» EXTRACT TO READ:
________________________

Reading results
After results.as_table(), you’ll see up to three tables. Here’s what each one measures and why they’re separate.
The two evaluation loops
Section titled “The two evaluation loops”EvalOrchestrator runs two independent evaluation loops per scenario:
EvalOrchestrator.run()│├── For each scenario:│ ├── agent runs│ │ └── sub-agents emit EvalRecords ← Workflow Summary evaluates these│ └── agent returns a final response string ← Scenario Results evaluates this│└── Aggregate Metrics = rolled-up numbers from both loopsScenario evaluation is the passenger’s view: did the car get from A to B? Tasks defined in EvalScenario(tasks=[...]) run against the agent’s final response string.
Workflow evaluation is the mechanic’s view: are the internals healthy? Tasks defined in AgentEvalProfile(tasks=[...]) run against the EvalRecord each sub-agent emitted during execution.

________________________

» EXERCISE TASKS:
a) Answer these questions about the page on reading evaluation results, one line each:
(i) How many tables can appear after results.as_table()?
(ii) What does Scenario Results evaluate?
(iii) What do tasks defined in AgentEvalProfile(tasks=[...]) run against?
b) Write what comes next in the page on reading evaluation results, picking up after its last sentence.

» RECORD EXTRACTS:
________________________

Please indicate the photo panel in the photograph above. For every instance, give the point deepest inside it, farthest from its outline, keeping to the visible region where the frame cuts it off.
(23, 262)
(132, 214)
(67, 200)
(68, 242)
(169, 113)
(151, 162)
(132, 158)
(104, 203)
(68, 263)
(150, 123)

________________________

» RESULTS BY TASK:
a)
(i) Up to three tables.
(ii) The final response string that the agent returns.
(iii) The EvalRecord that each sub-agent emitted during execution.

b)
They measure different things. A scenario can pass (good final output) while workflow tasks fail — a sub-agent produced low-quality intermediate results but the final answer happened to be correct. You got lucky. Tracking both is the point.
Aggregate metrics
Section titled “Aggregate metrics”Printed by results.as_table(). Rolled-up numbers from both loops.
| Metric | What it measures |
|---|---|
| Overall Pass Rate | Mean pass rate across both the scenario and workflow loops |
| Workflow Pass Rate | Mean pass rate across all sub-agent profile evaluations |
| Scenario Pass Rate | Fraction of scenarios where every scenario task passed |
| Total Scenarios | Number of scenarios run |
| Passed Scenarios | Scenarios where every scenario task passed |
If you haven’t defined any AgentEvalProfile tasks, Workflow Pass Rate is omitted and Overall Pass Rate reflects only the scenario loop.
Scenario results
Section titled “Scenario results”One row per scenario task. This is the black-box view: output correctness only.
Tasks come from EvalScenario(tasks=[...]). They run against the string execute_agent() returned for that scenario.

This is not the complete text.